* WORK TO BE COMPLETED: Each record below should appear again exactly as written.

--- start of MATERIAL FOR THIS EXERCISE ---

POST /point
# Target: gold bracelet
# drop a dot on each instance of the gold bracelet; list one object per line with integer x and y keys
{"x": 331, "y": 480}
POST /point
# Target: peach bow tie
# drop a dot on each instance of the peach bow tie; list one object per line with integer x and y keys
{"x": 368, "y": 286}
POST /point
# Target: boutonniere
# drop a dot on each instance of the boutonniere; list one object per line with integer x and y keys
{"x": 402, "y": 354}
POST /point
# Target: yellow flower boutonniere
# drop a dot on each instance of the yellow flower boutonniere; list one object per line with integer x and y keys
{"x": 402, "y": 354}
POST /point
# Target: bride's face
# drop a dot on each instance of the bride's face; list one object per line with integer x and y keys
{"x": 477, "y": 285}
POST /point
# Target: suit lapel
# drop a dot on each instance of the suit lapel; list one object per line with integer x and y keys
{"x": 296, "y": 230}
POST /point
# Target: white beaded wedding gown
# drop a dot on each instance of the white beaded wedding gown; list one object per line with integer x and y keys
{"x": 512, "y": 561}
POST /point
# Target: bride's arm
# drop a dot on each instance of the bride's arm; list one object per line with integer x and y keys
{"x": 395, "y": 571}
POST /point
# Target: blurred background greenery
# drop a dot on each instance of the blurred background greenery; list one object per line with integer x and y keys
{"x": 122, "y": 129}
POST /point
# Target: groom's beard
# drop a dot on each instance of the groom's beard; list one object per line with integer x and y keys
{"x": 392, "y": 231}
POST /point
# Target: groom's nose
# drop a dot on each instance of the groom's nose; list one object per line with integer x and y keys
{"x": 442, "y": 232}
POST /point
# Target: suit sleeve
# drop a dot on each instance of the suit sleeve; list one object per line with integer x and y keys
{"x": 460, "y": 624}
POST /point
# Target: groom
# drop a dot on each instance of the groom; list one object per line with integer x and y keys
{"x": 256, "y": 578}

--- end of MATERIAL FOR THIS EXERCISE ---

* THE SOLUTION:
POST /point
# Target: gold bracelet
# drop a dot on each instance of the gold bracelet; list one object per line with integer x and y keys
{"x": 331, "y": 480}
POST /point
# Target: peach bow tie
# drop a dot on each instance of the peach bow tie; list one object per line with integer x and y keys
{"x": 368, "y": 286}
POST /point
# Target: boutonniere
# drop a dot on each instance of the boutonniere; list one object per line with integer x and y keys
{"x": 402, "y": 354}
POST /point
# Target: yellow flower boutonniere
# drop a dot on each instance of the yellow flower boutonniere; list one object per line with integer x and y keys
{"x": 402, "y": 354}
POST /point
# Target: bride's face
# drop a dot on each instance of the bride's face; list one object per line with integer x and y keys
{"x": 477, "y": 285}
POST /point
# Target: suit lapel
# drop a dot on each instance of the suit lapel; list one object per line with integer x and y keys
{"x": 296, "y": 230}
POST /point
# Target: white beaded wedding gown
# drop a dot on each instance of the white beaded wedding gown; list one object per line with integer x and y keys
{"x": 512, "y": 561}
POST /point
# Target: bride's arm
# drop a dot on each instance of the bride's arm; list one object per line with integer x and y keys
{"x": 395, "y": 571}
POST /point
# Target: blurred background greenery
# drop a dot on each instance of the blurred background greenery; list one object per line with integer x and y keys
{"x": 122, "y": 129}
POST /point
# Target: groom's beard
# drop a dot on each instance of the groom's beard; list one object per line with integer x and y keys
{"x": 392, "y": 231}
POST /point
# Target: groom's nose
# drop a dot on each instance of the groom's nose; list one object per line with integer x and y keys
{"x": 442, "y": 232}
POST /point
# Target: suit sleeve
# drop a dot on each instance of the suit sleeve; list one object per line with integer x and y keys
{"x": 460, "y": 624}
POST /point
# Target: groom
# drop a dot on each instance of the groom; list one object per line with integer x and y keys
{"x": 256, "y": 578}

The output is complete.